Von Adam und Eva

Desktop-Publishing Ein neues, nützliches Handbuch bedient sich biblischer Figuren, um Komplexes auf einfache Weise verständlich zu machen.
Manchmal ist es ganz praktisch, gleich bei Adam und Eva anzufangen, wenn es darum geht, ein Paradies zu erobern. Wenngleich es kaum trockenere Inhalte wie die Manipulation von Bits und Bytes (die Elementarteilchen moderner grafischer Kommunikation) geben dürfte, gelingt es dem Autor Christian Zillner, der Illustratorin Gertraud Ömer und dem Editor Stephan Bittner überraschend gut, einen wanderbaren Weg durch ein, mittlerweile stark wucherndes Paradies an Geräten, Programmen, Formaten und Arbeitsabläufen zu schlagen. Das Paradies, um das es geht, heißt Desktop-Publishing oder kurz DTP.
Das DTP-Bibelchen beginnt also bei ADAM, wobei A soviel wie Absichten heißt, D soviel wie Daten, A wie Ansprüche und M wie Mittel. Weil aber ein Paradies, und schon gar ein publizistisches, mit ADAM alleine stark unterbevölkert wäre, hat sich das Autorenteam EVA ausgedacht. EVA, ohne die nichts geht im DTP. EVA also, was soviel wie Eingabe, Verarbeitung, Ausgabe bedeutet.

--

* _Schriftliche Aufgabe A_
Nenne alle Begriffe, für die laut der Buchbesprechung die Buchstaben von ADAM und EVA stehen.
* _Schriftliche Aufgabe B_
Fasse bitte den Absatz der Buchbesprechung, der mit „Manchmal ist es ganz praktisch“ beginnt, kürzer zusammen und behalte dabei seine wichtigsten Fakten bei.
Die Datensätze haben mit der Buchbesprechung nichts zu tun.

* _Datensätze_
--

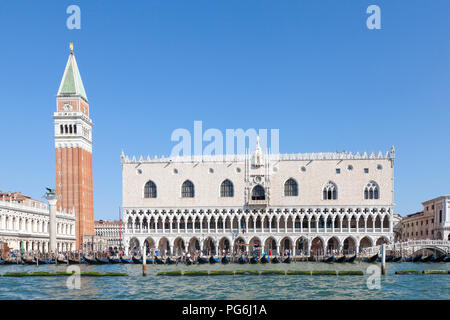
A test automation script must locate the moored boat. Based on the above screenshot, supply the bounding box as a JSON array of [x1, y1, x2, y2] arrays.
[[131, 256, 142, 264], [197, 257, 209, 264], [220, 256, 230, 264], [238, 256, 248, 264], [249, 256, 258, 264], [120, 257, 133, 264], [209, 256, 219, 264], [270, 256, 281, 263]]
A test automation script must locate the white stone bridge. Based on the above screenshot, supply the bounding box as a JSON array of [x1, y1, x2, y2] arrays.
[[364, 240, 450, 256]]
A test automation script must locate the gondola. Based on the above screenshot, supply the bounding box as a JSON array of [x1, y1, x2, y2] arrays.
[[120, 257, 134, 264], [84, 257, 100, 264], [249, 256, 258, 264], [69, 259, 86, 264], [131, 256, 142, 264], [108, 257, 122, 264], [95, 258, 109, 264], [270, 257, 281, 263], [154, 257, 164, 264], [345, 254, 356, 262], [209, 256, 219, 264], [238, 257, 248, 264], [22, 258, 36, 264], [420, 254, 434, 262], [197, 257, 209, 264]]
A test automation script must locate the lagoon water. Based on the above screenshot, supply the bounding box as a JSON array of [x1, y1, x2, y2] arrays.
[[0, 262, 450, 300]]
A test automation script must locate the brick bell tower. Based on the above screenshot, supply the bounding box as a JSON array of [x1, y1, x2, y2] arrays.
[[53, 44, 94, 249]]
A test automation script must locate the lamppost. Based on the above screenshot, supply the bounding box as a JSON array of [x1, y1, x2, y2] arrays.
[[44, 188, 61, 253]]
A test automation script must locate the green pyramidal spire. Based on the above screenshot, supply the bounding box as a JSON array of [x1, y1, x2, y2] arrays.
[[57, 45, 87, 101]]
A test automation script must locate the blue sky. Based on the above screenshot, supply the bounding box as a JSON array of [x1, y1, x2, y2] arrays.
[[0, 0, 450, 219]]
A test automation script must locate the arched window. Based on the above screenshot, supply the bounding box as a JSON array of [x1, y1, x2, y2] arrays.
[[284, 178, 298, 197], [181, 180, 195, 198], [252, 184, 266, 200], [220, 179, 234, 197], [323, 181, 337, 200], [364, 181, 380, 200], [144, 180, 156, 198]]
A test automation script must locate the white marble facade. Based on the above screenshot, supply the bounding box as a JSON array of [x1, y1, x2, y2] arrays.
[[121, 146, 395, 255], [0, 199, 75, 253]]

--

* _Musterlösung A_
ADAM:
- Absichten
- Daten
- Ansprüche
- Mittel

EVA:
- Eingabe
- Verarbeitung
- Ausgabe

* _Musterlösung B_
Um ein Paradies zu erobern, fängt man manchmal am besten bei Adam und Eva an. Der Stoff, die Manipulation von Bits und Bytes, ist trocken. Trotzdem bahnen der Autor Christian Zillner, die Illustratorin Gertraud Ömer und der Editor Stephan Bittner überraschend gut einen Weg durch das wuchernde Paradies an Geräten, Programmen, Formaten und Arbeitsabläufen. Dieses Paradies heißt Desktop-Publishing, kurz DTP.